== Objective ==
Give back all the data exactly, line by line.

== Source records ==

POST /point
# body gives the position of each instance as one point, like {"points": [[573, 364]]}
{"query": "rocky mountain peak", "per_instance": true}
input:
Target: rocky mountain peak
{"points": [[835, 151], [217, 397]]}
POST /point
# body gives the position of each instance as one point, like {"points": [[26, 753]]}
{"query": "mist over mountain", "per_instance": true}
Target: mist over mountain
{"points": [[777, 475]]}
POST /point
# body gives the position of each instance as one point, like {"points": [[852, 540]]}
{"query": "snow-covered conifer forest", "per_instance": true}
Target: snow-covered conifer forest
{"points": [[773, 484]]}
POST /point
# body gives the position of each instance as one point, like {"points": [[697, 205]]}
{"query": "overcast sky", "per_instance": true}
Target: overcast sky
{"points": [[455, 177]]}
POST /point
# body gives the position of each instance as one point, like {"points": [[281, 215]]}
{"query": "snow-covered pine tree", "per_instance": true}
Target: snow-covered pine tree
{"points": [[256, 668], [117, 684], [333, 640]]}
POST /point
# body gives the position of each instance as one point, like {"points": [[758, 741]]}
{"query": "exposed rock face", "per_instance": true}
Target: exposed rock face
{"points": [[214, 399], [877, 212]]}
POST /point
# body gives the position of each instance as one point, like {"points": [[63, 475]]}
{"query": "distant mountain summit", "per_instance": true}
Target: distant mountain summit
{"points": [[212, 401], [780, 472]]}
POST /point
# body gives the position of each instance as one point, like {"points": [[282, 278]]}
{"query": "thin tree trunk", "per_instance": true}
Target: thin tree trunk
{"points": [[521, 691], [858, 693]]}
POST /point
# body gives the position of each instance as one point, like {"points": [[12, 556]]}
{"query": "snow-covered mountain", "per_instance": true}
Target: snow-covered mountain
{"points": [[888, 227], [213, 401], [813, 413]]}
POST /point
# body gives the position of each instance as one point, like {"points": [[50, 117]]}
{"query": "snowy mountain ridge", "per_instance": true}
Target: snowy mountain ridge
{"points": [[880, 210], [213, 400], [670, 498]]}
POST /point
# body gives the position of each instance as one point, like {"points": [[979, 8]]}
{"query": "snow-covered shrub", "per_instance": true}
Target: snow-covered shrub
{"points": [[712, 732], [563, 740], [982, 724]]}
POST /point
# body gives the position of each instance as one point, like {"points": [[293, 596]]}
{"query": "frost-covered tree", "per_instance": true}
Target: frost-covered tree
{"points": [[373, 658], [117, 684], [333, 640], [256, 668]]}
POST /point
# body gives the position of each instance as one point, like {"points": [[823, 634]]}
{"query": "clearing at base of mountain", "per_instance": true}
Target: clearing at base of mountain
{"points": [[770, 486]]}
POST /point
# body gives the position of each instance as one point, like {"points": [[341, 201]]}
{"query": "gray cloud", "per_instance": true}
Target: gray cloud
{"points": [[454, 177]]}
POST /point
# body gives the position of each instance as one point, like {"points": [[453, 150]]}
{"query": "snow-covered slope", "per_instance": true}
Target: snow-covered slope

== Exercise response ==
POST /point
# body gives the position of each instance as one point, like {"points": [[573, 364]]}
{"query": "rocky mountain peak", "per_instance": true}
input:
Target: rocky mountain peak
{"points": [[835, 151], [217, 397]]}
POST /point
# body gives the position of each instance as one point, like {"points": [[26, 753]]}
{"query": "mist over mountain", "per_instance": true}
Target: mist over mountain
{"points": [[777, 475]]}
POST /point
# body gives the position of each instance as one point, like {"points": [[852, 540]]}
{"query": "snow-covered conifer forest", "per_instance": true}
Target: snow-covered conifer forest
{"points": [[773, 484]]}
POST /point
# body gives the position of each instance as one point, like {"points": [[697, 205]]}
{"query": "overcast sky", "per_instance": true}
Target: overcast sky
{"points": [[455, 177]]}
POST /point
# body gives the position of each instance as one point, like {"points": [[281, 215]]}
{"query": "snow-covered pine tree", "per_instance": true}
Target: snow-covered pine tree
{"points": [[256, 668], [117, 684], [333, 640]]}
POST /point
# body gives the position of each instance as one point, like {"points": [[758, 741]]}
{"query": "exposed rock face", "per_instance": true}
Target: exposed rock face
{"points": [[214, 399], [877, 212]]}
POST /point
# body gives the position of each instance as one point, like {"points": [[63, 475]]}
{"query": "distant mountain summit", "per_instance": true}
Target: distant mountain summit
{"points": [[212, 401], [780, 472]]}
POST /point
# body gives the position of each instance as one point, like {"points": [[282, 278]]}
{"query": "thin tree trunk", "per_instance": true}
Target: thin tree trunk
{"points": [[521, 691], [858, 693]]}
POST /point
# body gives the position of each instance as one point, like {"points": [[12, 556]]}
{"query": "snow-covered mountain", "per_instance": true}
Target: snow-covered mountain
{"points": [[888, 227], [213, 401], [813, 413]]}
POST /point
# body gives the position of each instance as one point, like {"points": [[50, 117]]}
{"query": "snowy mountain ridge", "per_instance": true}
Target: snowy mountain ridge
{"points": [[880, 210], [213, 400], [670, 498]]}
POST /point
# body gives the position of each instance as one point, like {"points": [[979, 8]]}
{"query": "snow-covered shrub", "per_instance": true}
Target: snow-covered shrub
{"points": [[712, 732], [563, 740], [982, 724]]}
POST /point
# body gives the position of each instance as one point, like {"points": [[293, 596]]}
{"query": "frost-covered tree", "per_instance": true}
Target: frost-covered tree
{"points": [[373, 658], [117, 684], [333, 640], [256, 668]]}
POST /point
# body gives the position of each instance as one point, like {"points": [[823, 634]]}
{"query": "clearing at base of mountain", "per_instance": true}
Target: clearing at base of mountain
{"points": [[770, 486]]}
POST /point
# body gives the position of each instance as one point, like {"points": [[341, 201]]}
{"query": "gray cloud", "per_instance": true}
Target: gray cloud
{"points": [[454, 177]]}
POST /point
# body gives the position of each instance as one point, like {"points": [[453, 150]]}
{"query": "snow-covered slope", "per_instance": true}
Target: snow-covered slope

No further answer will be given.